Humundi | 12 décembre 2023

La Belgique sur le point de ratifier un accord de libre-échange contesté entre l’ue et 3 des pays andins

Le Parlement bruxellois s’apprête à ratifier l’accord de libre-échange entre l’UE et trois des pays andins (Colombie, Pérou et Équateur). Cet accord, fortement contesté par des organisations de la société civile andines et européennes, a été l’objet d’une campagne de Humundi en 2020 . A cette époque, en collaboration avec notre partenaire péruvien Conveagro, nous avons activement plaidé contre sa ratification, suite à la publication d‘un rapport mettant en évidence ses effets dévastateurs au Pérou sur l’agriculture familiale, la souveraineté alimentaire et l’environnement.

Signé en 2012 et en application provisoire depuis 2013, l’accord attend toujours sa ratification par les entités fédérées belges (Région de Bruxelles-Capitale et la Fédération Wallonie-Bruxelles) pour une mise en œuvre totale et définitive.

Depuis une décennie, les organisations de la société civile européennes et latino-américaines expriment leur opposition à cet accord en l’état. Elles dénoncent les menaces que l’accord fait peser sur les droits humains, la sécurité alimentaire, le travail décent et l’environnement dans les trois pays concernés depuis l’entrée en application provisoire du traité, insistant sur le respect et l’application des dispositions du chapitre sur le développement durable. Les organisations plaident activement en faveur d’une révision substantielle et pour la mise en place de mesures contraignantes permettant de vérifier les progrès réalisés sur les sujets abordés (droits humains, travail décent, environnement) . En 2017, une plainte a même été déposée par les organisations de la société civile péruvienne auprès de la Commission européenne. Elle visait l’État péruvien pour son non-respect des engagements pris en vertu de l’accord.

:: Données fournies ::
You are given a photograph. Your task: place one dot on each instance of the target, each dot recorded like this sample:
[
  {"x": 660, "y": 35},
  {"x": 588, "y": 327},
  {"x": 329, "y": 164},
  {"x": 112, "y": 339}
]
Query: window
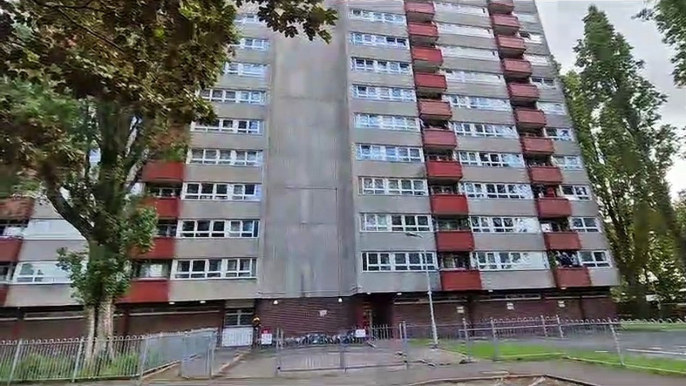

* * *

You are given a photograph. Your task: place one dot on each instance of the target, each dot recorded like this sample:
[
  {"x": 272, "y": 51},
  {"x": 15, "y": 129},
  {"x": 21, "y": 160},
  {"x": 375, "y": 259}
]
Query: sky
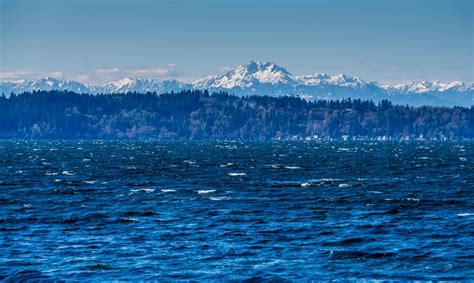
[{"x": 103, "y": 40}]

:: Consignes ::
[1] Reproduisez fidèlement, dans l'article sur l'accord de libre-échange entre l'UE et les pays andins, le passage allant de « Humundi | 12 » jusqu'à « alimentaire et l’environnement. ».
[2] Traduisez en anglais la phrase suivante de l'article sur l'accord de libre-échange entre l'UE et les pays andins : « Signé en 2012 et en application provisoire depuis 2013, l’accord attend toujours sa ratification par les entités fédérées belges (Région de Bruxelles-Capitale et la Fédération Wallonie-Bruxelles) pour une mise en œuvre totale et définitive. »
[3] D'après l'article sur l'accord de libre-échange entre l'UE et les pays andins, avec quel partenaire péruvien Humundi a-t-il plaidé contre la ratification de l'accord en 2020 ?

:: Solutions complètes ::
[1]
Humundi | 12 décembre 2023

La Belgique sur le point de ratifier un accord de libre-échange contesté entre l’ue et 3 des pays andins

Le Parlement bruxellois s’apprête à ratifier l’accord de libre-échange entre l’UE et trois des pays andins (Colombie, Pérou et Équateur). Cet accord, fortement contesté par des organisations de la société civile andines et européennes, a été l’objet d’une campagne de Humundi en 2020 . A cette époque, en collaboration avec notre partenaire péruvien Conveagro, nous avons activement plaidé contre sa ratification, suite à la publication d‘un rapport mettant en évidence ses effets dévastateurs au Pérou sur l’agriculture familiale, la souveraineté alimentaire et l’environnement.

[2] Signed in 2012 and provisionally applied since 2013, the agreement is still awaiting ratification by the Belgian federated entities (the Brussels-Capital Region and the Wallonia-Brussels Federation) for full and final implementation.

[3] Avec Conveagro.